- _Problem_:
Your task is to count the lines of the records that contain "below". Answer with the number and nothing else.

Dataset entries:

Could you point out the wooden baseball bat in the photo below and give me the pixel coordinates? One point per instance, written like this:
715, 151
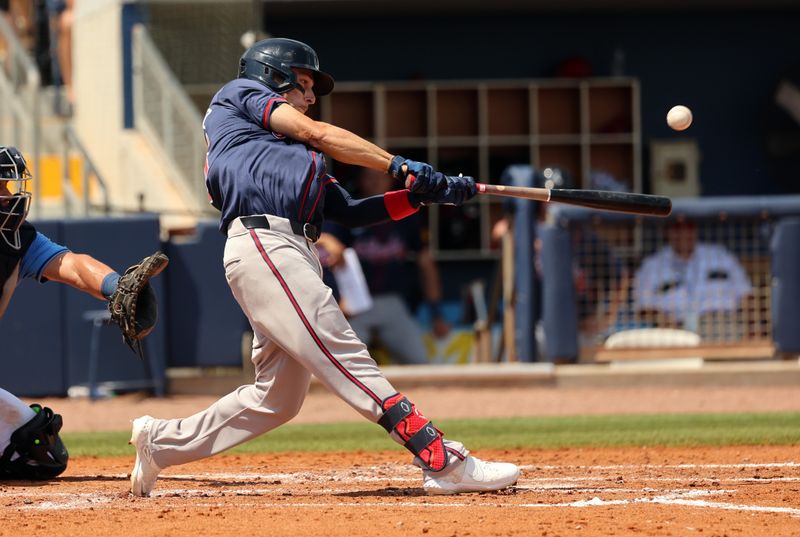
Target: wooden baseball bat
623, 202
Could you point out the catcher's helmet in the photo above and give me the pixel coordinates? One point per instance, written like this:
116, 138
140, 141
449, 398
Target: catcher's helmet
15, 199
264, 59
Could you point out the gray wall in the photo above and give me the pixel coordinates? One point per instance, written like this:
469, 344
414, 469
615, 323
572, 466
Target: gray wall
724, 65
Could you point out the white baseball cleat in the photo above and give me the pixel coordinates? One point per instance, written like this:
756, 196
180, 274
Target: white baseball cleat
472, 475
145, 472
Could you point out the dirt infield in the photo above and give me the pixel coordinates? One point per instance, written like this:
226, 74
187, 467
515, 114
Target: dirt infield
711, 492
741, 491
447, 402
...
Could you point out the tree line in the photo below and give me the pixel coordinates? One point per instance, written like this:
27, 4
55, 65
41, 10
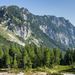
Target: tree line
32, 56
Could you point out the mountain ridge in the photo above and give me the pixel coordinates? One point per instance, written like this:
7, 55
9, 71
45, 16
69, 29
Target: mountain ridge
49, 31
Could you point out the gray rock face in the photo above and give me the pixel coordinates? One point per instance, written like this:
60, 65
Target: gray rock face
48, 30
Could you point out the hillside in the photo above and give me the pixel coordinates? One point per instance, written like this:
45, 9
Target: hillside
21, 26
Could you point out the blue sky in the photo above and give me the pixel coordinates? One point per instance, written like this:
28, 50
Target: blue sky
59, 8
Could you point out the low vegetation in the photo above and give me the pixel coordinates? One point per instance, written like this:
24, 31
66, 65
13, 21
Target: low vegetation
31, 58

- _Written response_:
2